*** Block opens ***
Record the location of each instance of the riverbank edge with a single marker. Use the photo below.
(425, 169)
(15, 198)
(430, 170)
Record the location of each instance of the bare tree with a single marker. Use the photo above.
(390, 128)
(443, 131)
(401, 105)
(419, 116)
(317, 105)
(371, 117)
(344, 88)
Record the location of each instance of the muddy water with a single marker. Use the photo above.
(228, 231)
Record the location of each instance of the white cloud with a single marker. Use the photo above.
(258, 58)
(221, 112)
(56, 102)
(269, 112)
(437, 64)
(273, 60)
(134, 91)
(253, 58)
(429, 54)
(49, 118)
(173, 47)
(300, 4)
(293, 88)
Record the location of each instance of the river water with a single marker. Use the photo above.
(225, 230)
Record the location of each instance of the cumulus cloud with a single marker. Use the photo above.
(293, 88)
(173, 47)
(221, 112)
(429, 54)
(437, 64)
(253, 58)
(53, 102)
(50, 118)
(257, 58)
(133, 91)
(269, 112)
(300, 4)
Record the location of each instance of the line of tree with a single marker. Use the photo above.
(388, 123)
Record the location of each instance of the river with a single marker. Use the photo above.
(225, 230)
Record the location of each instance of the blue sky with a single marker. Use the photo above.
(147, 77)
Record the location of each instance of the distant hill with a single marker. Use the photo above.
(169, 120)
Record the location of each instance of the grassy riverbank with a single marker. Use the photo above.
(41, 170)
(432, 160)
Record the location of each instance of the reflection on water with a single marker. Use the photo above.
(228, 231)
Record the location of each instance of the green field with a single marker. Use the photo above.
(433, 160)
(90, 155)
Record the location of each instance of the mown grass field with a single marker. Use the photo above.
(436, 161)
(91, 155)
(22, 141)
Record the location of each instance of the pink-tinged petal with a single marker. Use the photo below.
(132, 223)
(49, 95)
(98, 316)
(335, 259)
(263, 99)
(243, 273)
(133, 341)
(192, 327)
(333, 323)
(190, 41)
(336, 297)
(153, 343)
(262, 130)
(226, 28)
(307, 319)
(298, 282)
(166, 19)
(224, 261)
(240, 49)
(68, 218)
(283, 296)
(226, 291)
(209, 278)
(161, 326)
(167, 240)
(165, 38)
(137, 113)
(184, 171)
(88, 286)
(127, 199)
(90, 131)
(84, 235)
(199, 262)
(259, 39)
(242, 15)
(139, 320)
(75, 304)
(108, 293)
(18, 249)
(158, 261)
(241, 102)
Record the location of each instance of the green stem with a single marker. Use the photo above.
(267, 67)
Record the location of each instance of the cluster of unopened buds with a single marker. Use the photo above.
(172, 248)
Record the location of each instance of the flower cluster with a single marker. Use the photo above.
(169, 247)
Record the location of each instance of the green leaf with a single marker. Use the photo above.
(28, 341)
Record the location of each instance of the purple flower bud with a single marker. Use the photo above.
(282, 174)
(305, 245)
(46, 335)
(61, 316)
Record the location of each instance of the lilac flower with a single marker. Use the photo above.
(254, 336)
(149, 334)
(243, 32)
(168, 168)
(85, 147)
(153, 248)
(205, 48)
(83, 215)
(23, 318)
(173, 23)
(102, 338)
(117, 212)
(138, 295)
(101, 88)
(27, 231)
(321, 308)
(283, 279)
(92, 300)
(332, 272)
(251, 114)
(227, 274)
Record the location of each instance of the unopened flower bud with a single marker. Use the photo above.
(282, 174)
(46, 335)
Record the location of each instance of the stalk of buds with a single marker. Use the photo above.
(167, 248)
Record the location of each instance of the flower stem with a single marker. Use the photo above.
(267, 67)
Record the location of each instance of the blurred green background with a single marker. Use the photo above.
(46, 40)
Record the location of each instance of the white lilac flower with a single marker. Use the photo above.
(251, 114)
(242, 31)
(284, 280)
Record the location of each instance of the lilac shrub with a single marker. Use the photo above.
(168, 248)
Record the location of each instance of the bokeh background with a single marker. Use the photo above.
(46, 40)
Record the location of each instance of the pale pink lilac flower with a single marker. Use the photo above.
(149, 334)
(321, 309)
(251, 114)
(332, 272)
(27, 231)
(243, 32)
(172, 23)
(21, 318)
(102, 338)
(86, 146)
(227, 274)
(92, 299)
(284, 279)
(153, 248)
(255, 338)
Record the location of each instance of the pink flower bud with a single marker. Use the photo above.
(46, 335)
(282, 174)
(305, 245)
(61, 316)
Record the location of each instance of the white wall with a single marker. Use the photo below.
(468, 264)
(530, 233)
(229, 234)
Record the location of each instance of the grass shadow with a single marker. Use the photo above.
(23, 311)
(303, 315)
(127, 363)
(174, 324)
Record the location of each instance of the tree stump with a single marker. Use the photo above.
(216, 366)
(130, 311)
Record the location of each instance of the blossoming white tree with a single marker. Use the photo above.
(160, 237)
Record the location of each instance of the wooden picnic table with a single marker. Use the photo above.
*** Block closes ***
What is needed is an exact transcription of every record above.

**EXERCISE SOLUTION:**
Record the location of each instance of the riverbank edge with a single marker. Use the photo below.
(425, 169)
(15, 198)
(430, 170)
Record the location of each instance of the bare tree with a single marker. Use the photo above.
(390, 128)
(443, 131)
(401, 105)
(419, 116)
(317, 105)
(371, 117)
(344, 88)
Record the location of each instance of the muddy water with a single marker. Use the photo above.
(228, 231)
Record the location of each instance of the white cloud with a single marker. Use the photo above.
(258, 58)
(221, 112)
(56, 102)
(269, 112)
(437, 64)
(273, 60)
(134, 91)
(253, 58)
(429, 54)
(49, 118)
(173, 47)
(300, 4)
(293, 88)
Record the location of each instance of the river water with a single marker. Use the photo above.
(225, 230)
Record the location of each instance of the cumulus cloud with a single marker. Use the photo above.
(293, 88)
(173, 47)
(221, 112)
(429, 54)
(437, 64)
(253, 58)
(53, 102)
(50, 118)
(257, 58)
(133, 91)
(269, 112)
(300, 4)
Record the location of each instance of the line of tree with a single marker. Use the photo above.
(388, 123)
Record the location of each instance of the river with a single marker. Use the photo above.
(225, 230)
Record the location of each instance of the blue sky with a single marker. Use the photo above.
(147, 77)
Record the location of each instance of the distant hill with a single marker. Use the photo above.
(169, 120)
Record the location of each instance of the grassy riverbank with a single marker. Use the photo above.
(41, 170)
(432, 160)
Record the location of each instance of the reflection on water with a single marker. Use the photo above.
(228, 231)
Record the location of each instance of the green field with a single marker. Use the photo above.
(433, 160)
(90, 155)
Record the location of each instance of the mown grass field with a single marker. Use the photo above.
(436, 161)
(91, 155)
(22, 141)
Record the location of each instance of the pink-tinged petal with a single marker. Use the photo below.
(132, 223)
(49, 95)
(98, 316)
(335, 259)
(263, 99)
(243, 273)
(133, 341)
(192, 327)
(333, 323)
(190, 41)
(336, 297)
(153, 343)
(262, 130)
(226, 28)
(307, 319)
(298, 282)
(166, 19)
(224, 261)
(240, 49)
(68, 218)
(283, 296)
(226, 291)
(209, 278)
(161, 326)
(167, 240)
(165, 38)
(137, 113)
(184, 171)
(88, 286)
(127, 199)
(90, 131)
(84, 235)
(199, 262)
(259, 39)
(242, 15)
(139, 320)
(75, 304)
(108, 293)
(18, 249)
(158, 261)
(241, 102)
Record the location of each instance of the green stem with a single marker. Use the photo above.
(267, 67)
Record the location of each instance of the cluster of unopened buds with a single marker. Use the photo above.
(172, 248)
Record the location of each instance of the flower cluster with a single marker. Use the photo above.
(169, 247)
Record the location of each instance of the green leaf with a single marker. Use the photo above.
(28, 341)
Record the location of each instance of the purple flower bud with a single marker. Use the photo above.
(282, 174)
(305, 245)
(46, 335)
(61, 316)
Record the location of each instance of the lilac flower with a single marker. Use the photo above.
(254, 336)
(149, 334)
(243, 32)
(168, 168)
(85, 147)
(153, 248)
(205, 48)
(83, 215)
(23, 318)
(173, 23)
(102, 338)
(117, 212)
(138, 295)
(101, 88)
(27, 231)
(321, 308)
(283, 279)
(92, 300)
(332, 272)
(251, 114)
(227, 274)
Record the location of each instance of the unopened flower bud with a single marker. Use the photo above.
(282, 174)
(46, 335)
Record the location of each instance of the stalk of buds with a single marker. Use the photo above.
(167, 248)
Record the location of each instance of the flower stem with a single marker. Use the photo above.
(267, 67)
Record the location of each instance of the blurred green background with a single marker. Use the photo above.
(46, 40)
Record the location of each instance of the white lilac flower with a single marker. Use the photo above.
(251, 114)
(242, 31)
(284, 280)
Record the location of each instance of the lilac shrub with a single marker. Use the photo above.
(168, 248)
Record the location of each instance of the bokeh background with a single marker. Use the photo above.
(46, 40)
Record the location of each instance of the pale pink lilac flower with a single marker. Use the photo above.
(149, 334)
(321, 309)
(251, 114)
(332, 272)
(27, 231)
(243, 32)
(172, 23)
(21, 318)
(102, 338)
(86, 146)
(227, 274)
(92, 299)
(284, 279)
(153, 248)
(255, 338)
Record the location of each instance of the pink flower bud with a single marker. Use the photo above.
(46, 335)
(282, 174)
(305, 245)
(61, 316)
Record the location of each instance of the white wall with a single marker. Use the photo below.
(468, 264)
(530, 233)
(229, 234)
Record the location of each instance of the grass shadow with a single marker. Use the photo above.
(23, 311)
(303, 315)
(127, 363)
(174, 324)
Record the location of each instance of the tree stump with a single marker. Use the photo above.
(216, 366)
(130, 311)
Record the location of each instance of the blossoming white tree with a single marker. Use the photo above.
(160, 237)
Record the location of each instance of the wooden picnic table with a single marker. Use the photo above.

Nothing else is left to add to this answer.